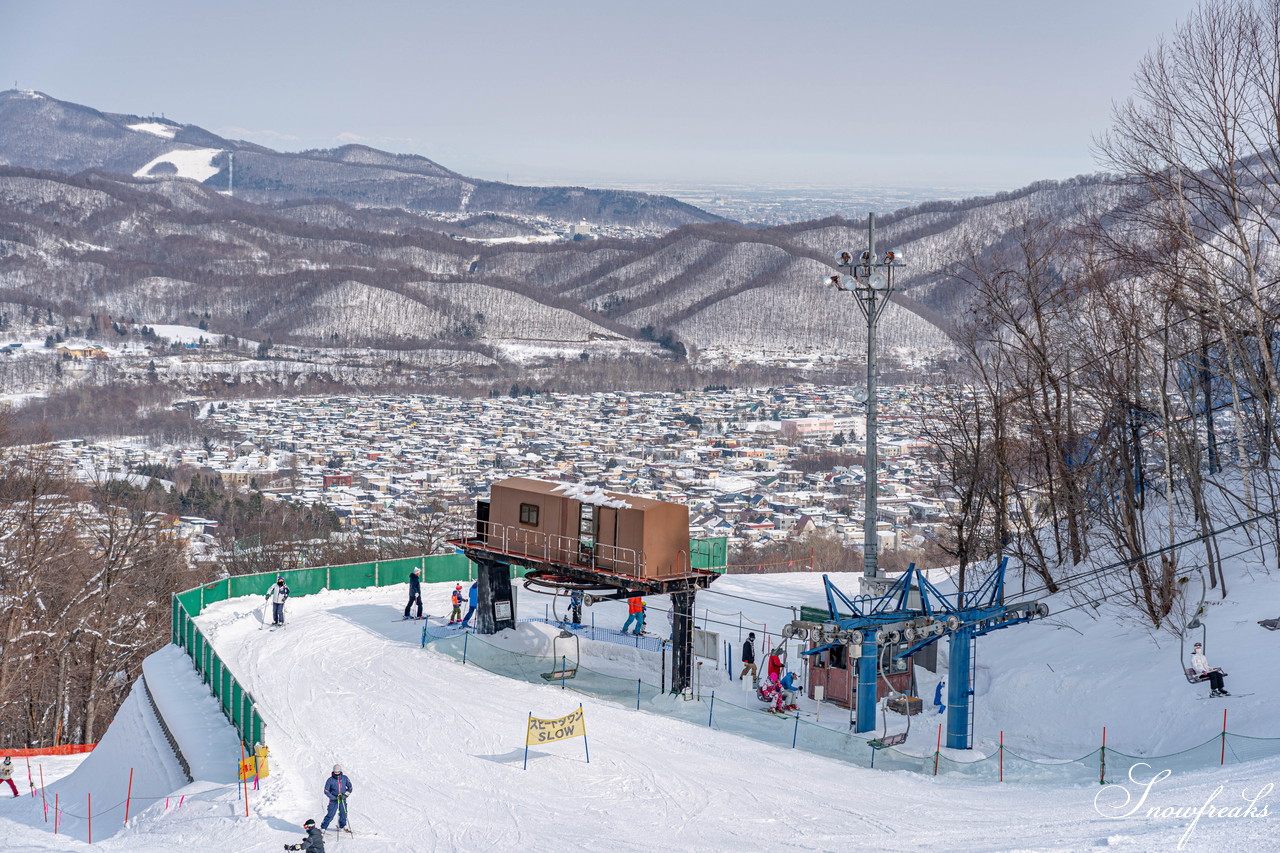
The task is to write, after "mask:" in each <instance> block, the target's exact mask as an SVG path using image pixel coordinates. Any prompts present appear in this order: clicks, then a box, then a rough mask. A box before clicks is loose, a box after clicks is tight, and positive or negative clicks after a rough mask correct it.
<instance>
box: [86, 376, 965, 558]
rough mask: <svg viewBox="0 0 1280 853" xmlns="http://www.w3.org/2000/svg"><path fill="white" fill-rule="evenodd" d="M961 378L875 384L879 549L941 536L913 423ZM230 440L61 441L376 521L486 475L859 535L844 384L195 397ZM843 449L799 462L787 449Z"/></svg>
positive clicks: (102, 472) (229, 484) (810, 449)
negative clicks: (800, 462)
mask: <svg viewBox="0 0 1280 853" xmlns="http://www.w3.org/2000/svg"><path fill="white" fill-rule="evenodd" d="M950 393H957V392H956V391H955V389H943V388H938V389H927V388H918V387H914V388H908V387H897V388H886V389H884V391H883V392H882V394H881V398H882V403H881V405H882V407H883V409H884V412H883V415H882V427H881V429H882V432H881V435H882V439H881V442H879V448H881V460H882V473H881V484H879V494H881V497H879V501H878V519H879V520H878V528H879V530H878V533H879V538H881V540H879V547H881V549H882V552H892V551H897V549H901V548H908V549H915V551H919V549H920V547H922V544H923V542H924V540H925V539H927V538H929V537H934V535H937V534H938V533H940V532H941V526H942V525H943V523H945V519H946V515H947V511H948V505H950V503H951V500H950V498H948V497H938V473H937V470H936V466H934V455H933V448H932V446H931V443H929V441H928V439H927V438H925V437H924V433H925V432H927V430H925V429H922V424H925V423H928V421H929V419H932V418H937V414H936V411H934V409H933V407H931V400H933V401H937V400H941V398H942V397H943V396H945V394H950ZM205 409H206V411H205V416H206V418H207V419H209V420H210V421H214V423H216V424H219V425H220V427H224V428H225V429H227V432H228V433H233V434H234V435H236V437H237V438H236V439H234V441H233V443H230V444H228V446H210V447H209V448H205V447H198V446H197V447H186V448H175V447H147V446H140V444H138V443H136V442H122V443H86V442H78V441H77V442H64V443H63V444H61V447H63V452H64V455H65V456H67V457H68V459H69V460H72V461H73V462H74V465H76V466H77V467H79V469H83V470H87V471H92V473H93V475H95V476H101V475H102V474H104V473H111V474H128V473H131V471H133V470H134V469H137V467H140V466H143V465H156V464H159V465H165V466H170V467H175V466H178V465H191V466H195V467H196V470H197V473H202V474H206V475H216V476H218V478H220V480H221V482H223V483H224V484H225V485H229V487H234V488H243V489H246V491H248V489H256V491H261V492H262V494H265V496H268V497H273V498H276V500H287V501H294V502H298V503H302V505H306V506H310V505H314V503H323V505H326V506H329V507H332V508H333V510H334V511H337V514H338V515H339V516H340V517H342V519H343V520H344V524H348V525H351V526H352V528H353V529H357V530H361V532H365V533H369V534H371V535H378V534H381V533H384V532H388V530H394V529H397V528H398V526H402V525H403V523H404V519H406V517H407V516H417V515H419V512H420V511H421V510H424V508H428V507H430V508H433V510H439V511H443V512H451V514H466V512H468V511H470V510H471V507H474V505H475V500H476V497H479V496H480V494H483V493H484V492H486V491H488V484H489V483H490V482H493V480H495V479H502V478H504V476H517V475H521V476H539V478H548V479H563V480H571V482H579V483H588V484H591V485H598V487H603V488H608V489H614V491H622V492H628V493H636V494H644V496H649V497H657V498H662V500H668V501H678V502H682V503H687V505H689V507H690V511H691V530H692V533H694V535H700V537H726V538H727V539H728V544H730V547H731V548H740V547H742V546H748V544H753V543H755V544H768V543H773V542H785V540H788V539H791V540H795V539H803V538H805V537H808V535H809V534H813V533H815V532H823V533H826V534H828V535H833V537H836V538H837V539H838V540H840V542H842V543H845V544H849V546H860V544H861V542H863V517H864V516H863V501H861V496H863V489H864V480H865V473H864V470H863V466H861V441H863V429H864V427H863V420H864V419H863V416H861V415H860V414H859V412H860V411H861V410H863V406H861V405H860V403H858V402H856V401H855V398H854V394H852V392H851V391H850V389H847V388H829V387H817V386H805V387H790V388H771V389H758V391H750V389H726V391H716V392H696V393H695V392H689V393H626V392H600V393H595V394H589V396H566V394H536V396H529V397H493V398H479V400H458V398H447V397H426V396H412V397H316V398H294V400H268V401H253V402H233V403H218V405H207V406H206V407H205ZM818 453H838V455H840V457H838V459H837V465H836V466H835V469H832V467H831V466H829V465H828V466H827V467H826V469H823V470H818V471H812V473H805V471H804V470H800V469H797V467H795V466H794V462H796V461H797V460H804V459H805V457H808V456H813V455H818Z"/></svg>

==

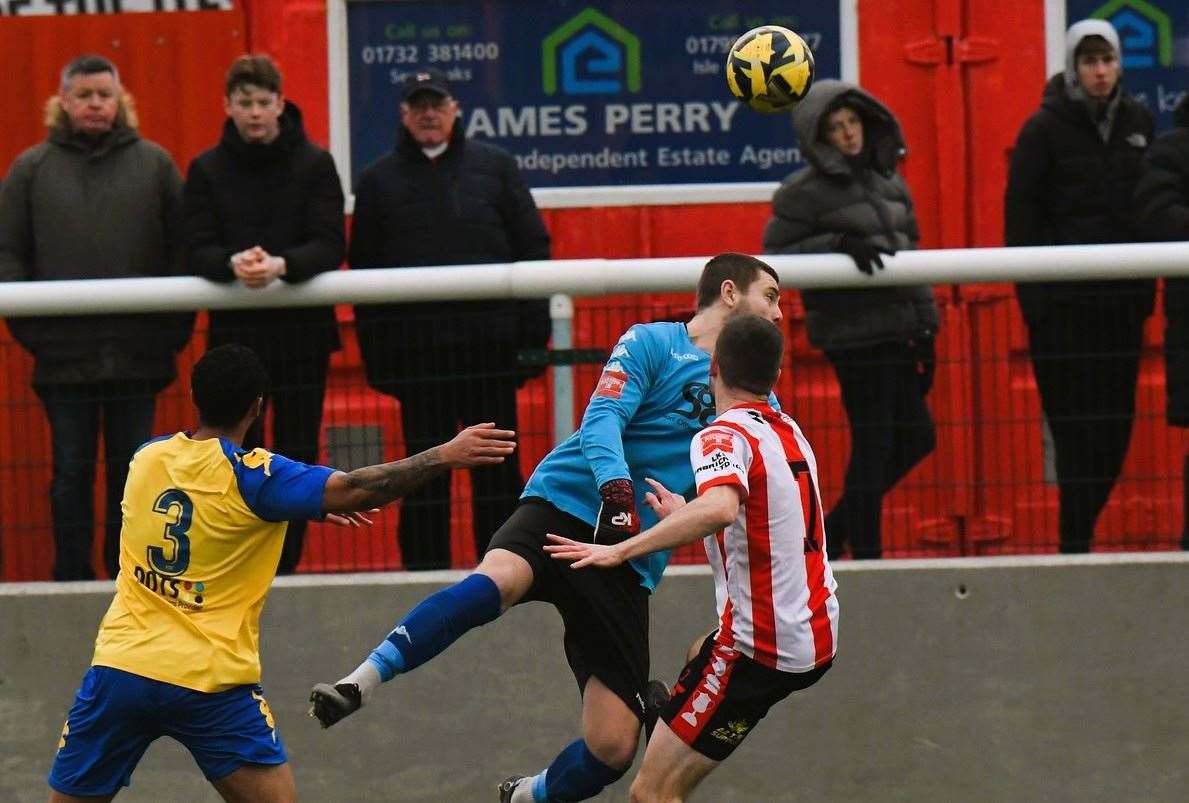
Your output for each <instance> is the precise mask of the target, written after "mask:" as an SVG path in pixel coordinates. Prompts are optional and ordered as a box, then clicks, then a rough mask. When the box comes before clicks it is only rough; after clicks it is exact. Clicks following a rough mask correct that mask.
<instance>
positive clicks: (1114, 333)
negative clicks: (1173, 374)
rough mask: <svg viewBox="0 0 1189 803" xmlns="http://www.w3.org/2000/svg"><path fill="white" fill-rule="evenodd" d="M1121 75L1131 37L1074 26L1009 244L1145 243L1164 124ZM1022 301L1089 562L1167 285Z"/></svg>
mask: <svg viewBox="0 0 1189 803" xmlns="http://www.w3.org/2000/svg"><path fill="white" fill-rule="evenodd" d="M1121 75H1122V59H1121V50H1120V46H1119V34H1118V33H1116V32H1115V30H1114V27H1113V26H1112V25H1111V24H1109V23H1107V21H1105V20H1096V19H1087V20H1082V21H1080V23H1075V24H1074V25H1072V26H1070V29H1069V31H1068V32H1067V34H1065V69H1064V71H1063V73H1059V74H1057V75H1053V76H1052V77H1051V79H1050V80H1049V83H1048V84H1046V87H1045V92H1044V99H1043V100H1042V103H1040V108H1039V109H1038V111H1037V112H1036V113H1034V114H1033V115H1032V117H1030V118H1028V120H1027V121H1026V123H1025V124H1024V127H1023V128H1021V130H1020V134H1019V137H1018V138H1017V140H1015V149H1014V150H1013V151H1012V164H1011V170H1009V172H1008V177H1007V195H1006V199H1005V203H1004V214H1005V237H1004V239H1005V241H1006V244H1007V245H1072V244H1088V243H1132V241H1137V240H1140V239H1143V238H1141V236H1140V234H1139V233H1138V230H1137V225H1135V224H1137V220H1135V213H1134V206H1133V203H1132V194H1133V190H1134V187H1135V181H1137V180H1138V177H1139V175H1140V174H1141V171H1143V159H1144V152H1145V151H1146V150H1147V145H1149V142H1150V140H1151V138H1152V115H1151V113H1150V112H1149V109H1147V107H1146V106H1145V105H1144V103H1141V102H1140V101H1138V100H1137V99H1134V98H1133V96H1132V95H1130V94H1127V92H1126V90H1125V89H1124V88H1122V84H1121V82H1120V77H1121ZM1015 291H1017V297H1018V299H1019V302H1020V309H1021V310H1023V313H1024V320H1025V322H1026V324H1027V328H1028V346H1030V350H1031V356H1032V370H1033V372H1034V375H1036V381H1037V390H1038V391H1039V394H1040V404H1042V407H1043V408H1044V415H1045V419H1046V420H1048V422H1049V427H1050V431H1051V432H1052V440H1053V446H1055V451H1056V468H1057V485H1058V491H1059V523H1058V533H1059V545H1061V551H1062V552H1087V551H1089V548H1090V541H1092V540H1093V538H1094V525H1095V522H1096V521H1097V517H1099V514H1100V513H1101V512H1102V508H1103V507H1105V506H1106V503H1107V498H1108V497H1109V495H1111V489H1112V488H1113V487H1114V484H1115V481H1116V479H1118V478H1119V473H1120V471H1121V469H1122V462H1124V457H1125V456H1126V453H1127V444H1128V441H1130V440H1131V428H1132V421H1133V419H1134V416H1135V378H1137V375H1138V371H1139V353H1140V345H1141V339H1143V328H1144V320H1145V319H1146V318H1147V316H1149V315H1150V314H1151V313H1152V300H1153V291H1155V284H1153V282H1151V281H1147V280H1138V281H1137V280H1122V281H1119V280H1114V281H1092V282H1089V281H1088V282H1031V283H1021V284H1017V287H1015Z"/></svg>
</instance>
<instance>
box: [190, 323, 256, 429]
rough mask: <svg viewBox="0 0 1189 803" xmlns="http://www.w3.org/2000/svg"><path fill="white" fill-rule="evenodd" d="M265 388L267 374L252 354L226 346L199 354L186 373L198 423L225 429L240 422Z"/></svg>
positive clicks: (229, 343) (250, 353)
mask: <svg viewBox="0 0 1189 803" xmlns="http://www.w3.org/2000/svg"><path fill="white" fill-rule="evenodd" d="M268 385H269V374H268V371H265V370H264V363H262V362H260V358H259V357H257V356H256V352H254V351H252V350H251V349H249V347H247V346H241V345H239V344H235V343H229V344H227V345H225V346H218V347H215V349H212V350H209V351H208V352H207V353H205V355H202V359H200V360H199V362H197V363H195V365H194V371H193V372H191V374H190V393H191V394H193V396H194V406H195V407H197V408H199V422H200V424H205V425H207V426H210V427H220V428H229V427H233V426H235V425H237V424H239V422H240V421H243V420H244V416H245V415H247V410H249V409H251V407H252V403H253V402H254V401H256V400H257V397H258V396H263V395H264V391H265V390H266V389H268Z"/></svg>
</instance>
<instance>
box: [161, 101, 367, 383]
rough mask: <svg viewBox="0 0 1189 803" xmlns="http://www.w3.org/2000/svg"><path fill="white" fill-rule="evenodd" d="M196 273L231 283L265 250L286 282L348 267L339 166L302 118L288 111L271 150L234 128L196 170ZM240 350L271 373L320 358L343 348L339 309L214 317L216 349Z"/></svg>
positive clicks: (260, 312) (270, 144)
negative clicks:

---

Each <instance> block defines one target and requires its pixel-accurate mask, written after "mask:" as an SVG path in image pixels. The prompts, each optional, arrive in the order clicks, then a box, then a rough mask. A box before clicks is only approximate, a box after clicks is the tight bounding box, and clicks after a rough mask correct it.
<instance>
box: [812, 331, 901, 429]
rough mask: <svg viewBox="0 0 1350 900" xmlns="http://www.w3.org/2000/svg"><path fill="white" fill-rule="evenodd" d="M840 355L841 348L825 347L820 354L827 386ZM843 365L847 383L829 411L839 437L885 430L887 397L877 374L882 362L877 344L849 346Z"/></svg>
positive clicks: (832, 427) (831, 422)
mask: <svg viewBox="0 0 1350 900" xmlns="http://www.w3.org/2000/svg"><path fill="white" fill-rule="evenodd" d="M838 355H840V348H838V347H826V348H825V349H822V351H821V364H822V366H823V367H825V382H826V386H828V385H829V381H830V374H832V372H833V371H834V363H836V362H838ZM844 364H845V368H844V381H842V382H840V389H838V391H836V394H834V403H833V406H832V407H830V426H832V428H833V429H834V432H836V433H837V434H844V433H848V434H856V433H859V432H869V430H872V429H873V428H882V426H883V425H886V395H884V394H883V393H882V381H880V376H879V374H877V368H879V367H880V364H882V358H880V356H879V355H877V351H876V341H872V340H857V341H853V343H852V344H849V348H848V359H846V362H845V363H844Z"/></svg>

[WHAT YOU SHOULD DO]: Copy out, character for character, the part of the data that opens with the line containing "Each <instance> block defines" and closes with the line containing "positive clicks: (832, 427) (831, 422)", including both of those lines.

[SOLUTION]:
Each <instance> block defines one target and requires its pixel-accurate mask, written after "mask:" as an SVG path in image pixels. The prompts, each optional, arrive in the order clicks, then a box, then a rough mask. A box before clicks is only approximate, a box after clicks is the tight bounding box, and clicks after a rough mask correct it.
<instance>
box: [812, 331, 901, 429]
rough mask: <svg viewBox="0 0 1350 900" xmlns="http://www.w3.org/2000/svg"><path fill="white" fill-rule="evenodd" d="M840 355L841 348L825 347L820 354L827 386ZM843 365L847 383L829 411L839 437L885 430L887 397L877 374L882 362L877 344L849 346Z"/></svg>
positive clicks: (832, 427) (831, 422)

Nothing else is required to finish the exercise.